# Work instructions
Turn the rows below into a numbered list, skipping any blank lines.

# Records to use
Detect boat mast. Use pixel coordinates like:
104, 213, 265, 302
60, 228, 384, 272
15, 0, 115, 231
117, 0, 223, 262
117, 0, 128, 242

# Exercise response
1. Detect boat mast. Use pixel coordinates like:
2. 104, 213, 265, 302
3. 60, 228, 384, 272
4. 15, 0, 115, 231
5. 117, 0, 223, 262
6. 117, 0, 128, 242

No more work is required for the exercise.